## [Material for this task]
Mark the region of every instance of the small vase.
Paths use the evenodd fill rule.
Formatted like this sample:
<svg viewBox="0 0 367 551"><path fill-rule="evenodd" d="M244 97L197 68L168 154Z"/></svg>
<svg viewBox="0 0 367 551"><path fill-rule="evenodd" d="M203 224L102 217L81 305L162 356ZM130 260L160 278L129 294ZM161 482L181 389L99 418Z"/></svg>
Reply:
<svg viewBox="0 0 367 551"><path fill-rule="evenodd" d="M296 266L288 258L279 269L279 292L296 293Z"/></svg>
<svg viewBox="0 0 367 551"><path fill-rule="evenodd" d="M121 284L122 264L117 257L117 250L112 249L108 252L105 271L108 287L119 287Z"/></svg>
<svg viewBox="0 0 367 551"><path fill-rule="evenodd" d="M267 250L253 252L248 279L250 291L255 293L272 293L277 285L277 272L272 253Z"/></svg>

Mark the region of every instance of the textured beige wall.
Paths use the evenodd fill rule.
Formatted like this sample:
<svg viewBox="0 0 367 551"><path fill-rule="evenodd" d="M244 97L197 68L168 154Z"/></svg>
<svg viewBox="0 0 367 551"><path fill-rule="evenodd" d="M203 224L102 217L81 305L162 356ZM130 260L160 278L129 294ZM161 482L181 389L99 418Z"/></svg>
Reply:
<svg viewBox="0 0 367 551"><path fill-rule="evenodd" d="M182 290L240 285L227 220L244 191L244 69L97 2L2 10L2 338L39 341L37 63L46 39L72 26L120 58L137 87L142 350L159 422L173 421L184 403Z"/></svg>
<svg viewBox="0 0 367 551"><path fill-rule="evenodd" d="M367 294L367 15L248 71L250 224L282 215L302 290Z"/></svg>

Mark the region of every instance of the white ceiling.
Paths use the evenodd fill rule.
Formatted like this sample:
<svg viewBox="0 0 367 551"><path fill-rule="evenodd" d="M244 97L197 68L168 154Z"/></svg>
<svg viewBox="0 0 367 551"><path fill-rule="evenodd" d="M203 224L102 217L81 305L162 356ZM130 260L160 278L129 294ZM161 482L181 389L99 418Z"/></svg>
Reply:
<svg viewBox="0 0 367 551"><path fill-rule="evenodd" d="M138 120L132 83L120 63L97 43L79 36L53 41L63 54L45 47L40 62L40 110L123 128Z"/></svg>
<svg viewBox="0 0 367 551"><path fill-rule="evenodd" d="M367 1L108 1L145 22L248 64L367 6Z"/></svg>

## [Written task]
Reproduce every one of the items above, line for line and character for character.

## [Answer to the task]
Mark the region of every instance of the small vase.
Paths use the evenodd fill rule.
Formatted like this sample:
<svg viewBox="0 0 367 551"><path fill-rule="evenodd" d="M244 97L197 68L168 154Z"/></svg>
<svg viewBox="0 0 367 551"><path fill-rule="evenodd" d="M203 224L102 217L81 305L162 356ZM130 260L160 278L129 294ZM161 482L181 389L99 418Z"/></svg>
Reply:
<svg viewBox="0 0 367 551"><path fill-rule="evenodd" d="M296 266L288 258L279 269L279 292L296 293Z"/></svg>
<svg viewBox="0 0 367 551"><path fill-rule="evenodd" d="M121 284L122 264L117 257L117 250L112 249L108 252L105 271L108 287L119 287Z"/></svg>
<svg viewBox="0 0 367 551"><path fill-rule="evenodd" d="M267 250L253 252L248 279L250 291L255 293L272 293L277 285L277 272L272 253Z"/></svg>

Mark the region of every instance of the textured beige wall.
Paths use the evenodd fill rule.
Formatted like this sample:
<svg viewBox="0 0 367 551"><path fill-rule="evenodd" d="M244 97L197 68L168 154Z"/></svg>
<svg viewBox="0 0 367 551"><path fill-rule="evenodd" d="M203 224L102 217L81 305L162 356ZM130 260L160 278L129 294ZM161 482L181 389L99 418Z"/></svg>
Reply:
<svg viewBox="0 0 367 551"><path fill-rule="evenodd" d="M182 290L240 285L227 220L244 191L244 69L97 2L2 10L2 338L39 341L37 63L46 39L72 26L120 58L137 87L142 350L159 422L173 421L184 403Z"/></svg>
<svg viewBox="0 0 367 551"><path fill-rule="evenodd" d="M367 294L367 15L248 71L250 224L282 215L302 290Z"/></svg>

Mark the region of every instance of the white ceiling.
Paths use the evenodd fill rule.
Formatted like this sample:
<svg viewBox="0 0 367 551"><path fill-rule="evenodd" d="M244 97L197 68L168 154Z"/></svg>
<svg viewBox="0 0 367 551"><path fill-rule="evenodd" d="M203 224L102 217L81 305L162 356ZM130 260L160 278L129 294ZM161 482L181 389L99 418Z"/></svg>
Reply:
<svg viewBox="0 0 367 551"><path fill-rule="evenodd" d="M138 120L132 83L120 63L97 43L79 36L53 41L63 54L45 47L40 62L40 110L123 128Z"/></svg>
<svg viewBox="0 0 367 551"><path fill-rule="evenodd" d="M367 1L108 1L145 22L248 64L367 6Z"/></svg>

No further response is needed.